The task: Lay out the stretch of the records below from the line containing "Where can the doorway" through the line containing "column 32, row 389" as a Markdown table, with an Entry column numbering each line and a Content column holding the line itself. Leave out any blank lines.

Data to use:
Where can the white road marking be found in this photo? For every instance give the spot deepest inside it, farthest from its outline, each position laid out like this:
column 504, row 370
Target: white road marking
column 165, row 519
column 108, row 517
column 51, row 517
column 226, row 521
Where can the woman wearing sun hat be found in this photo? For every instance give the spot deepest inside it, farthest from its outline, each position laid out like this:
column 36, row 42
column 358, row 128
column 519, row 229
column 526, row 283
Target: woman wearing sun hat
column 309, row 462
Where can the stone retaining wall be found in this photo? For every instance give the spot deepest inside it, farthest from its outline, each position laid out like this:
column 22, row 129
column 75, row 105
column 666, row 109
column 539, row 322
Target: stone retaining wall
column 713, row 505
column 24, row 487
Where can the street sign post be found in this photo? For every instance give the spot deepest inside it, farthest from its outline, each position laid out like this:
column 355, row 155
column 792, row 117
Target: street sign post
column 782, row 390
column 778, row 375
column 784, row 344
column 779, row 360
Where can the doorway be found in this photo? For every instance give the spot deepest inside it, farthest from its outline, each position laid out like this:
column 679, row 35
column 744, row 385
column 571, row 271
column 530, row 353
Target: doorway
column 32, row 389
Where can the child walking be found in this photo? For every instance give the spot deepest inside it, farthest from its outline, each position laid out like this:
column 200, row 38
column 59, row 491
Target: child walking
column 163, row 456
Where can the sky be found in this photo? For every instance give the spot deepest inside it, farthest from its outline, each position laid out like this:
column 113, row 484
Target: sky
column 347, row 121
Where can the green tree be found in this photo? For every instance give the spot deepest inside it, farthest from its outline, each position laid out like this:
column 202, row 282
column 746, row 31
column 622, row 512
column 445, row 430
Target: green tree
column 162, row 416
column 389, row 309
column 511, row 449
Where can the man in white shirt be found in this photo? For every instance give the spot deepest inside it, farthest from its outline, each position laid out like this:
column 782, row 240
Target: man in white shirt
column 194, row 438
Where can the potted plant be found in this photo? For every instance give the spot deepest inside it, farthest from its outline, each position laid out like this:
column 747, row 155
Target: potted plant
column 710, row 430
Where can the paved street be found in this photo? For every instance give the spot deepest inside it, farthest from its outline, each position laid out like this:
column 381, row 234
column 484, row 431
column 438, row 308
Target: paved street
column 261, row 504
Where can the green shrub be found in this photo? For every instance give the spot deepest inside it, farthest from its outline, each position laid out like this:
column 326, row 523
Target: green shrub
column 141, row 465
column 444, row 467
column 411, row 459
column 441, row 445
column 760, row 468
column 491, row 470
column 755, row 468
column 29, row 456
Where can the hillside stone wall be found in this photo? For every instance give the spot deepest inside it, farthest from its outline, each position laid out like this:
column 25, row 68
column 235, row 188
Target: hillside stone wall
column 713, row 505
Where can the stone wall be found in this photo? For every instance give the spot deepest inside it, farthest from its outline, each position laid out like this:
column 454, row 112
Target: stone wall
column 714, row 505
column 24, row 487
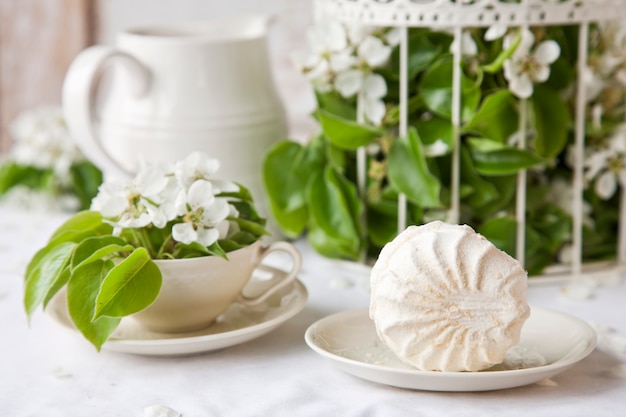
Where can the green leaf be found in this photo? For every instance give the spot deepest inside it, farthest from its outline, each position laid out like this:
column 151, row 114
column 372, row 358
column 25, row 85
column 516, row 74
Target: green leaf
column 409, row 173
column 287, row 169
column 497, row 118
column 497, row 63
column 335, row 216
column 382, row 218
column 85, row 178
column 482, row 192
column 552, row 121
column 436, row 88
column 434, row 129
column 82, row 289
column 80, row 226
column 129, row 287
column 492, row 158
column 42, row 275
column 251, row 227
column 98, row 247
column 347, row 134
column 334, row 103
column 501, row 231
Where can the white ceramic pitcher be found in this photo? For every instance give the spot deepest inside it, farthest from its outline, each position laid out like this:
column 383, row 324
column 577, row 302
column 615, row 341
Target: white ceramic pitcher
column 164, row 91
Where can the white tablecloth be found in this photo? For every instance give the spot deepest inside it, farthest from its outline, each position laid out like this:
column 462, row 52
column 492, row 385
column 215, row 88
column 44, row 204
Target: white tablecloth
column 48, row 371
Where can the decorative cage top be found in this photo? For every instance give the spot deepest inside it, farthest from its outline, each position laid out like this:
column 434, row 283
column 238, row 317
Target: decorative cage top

--

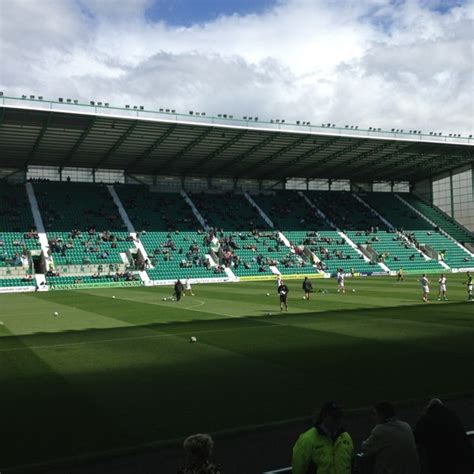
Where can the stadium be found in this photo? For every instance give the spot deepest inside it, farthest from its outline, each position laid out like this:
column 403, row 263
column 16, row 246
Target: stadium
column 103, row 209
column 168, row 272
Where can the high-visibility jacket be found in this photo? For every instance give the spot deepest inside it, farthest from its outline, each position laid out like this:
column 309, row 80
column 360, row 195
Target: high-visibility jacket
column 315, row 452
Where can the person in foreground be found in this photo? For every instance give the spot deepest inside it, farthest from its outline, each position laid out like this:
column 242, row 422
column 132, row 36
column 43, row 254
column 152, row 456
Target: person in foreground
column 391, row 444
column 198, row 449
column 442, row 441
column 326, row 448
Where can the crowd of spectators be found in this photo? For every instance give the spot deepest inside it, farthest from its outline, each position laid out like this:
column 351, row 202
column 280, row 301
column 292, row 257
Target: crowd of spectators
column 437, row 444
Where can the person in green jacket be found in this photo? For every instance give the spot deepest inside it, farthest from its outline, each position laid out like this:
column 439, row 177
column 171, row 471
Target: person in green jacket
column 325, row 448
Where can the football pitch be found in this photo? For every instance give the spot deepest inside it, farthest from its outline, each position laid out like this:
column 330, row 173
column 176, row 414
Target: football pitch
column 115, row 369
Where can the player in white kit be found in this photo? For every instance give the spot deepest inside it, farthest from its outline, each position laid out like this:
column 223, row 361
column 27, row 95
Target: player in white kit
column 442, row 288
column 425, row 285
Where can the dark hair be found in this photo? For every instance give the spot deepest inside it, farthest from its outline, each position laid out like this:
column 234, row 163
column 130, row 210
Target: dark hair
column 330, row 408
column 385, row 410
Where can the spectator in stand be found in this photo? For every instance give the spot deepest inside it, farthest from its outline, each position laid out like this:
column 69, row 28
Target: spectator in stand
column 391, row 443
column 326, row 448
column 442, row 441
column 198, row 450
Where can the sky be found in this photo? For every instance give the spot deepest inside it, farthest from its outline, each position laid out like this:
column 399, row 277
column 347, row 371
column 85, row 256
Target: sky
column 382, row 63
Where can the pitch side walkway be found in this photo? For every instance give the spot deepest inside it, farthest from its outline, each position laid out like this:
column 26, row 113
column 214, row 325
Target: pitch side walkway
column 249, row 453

Problem solution:
| Entry | Content |
|---|---|
| 1 | Where can the doorway be found in this photo? For every instance give the spot deepest inside it, farthest from its outline, each position laid out like this: |
| 2 | column 679, row 35 |
| 3 | column 744, row 385 |
| 4 | column 571, row 271 |
| 5 | column 530, row 353 |
| 6 | Target: doorway |
| 7 | column 32, row 389 |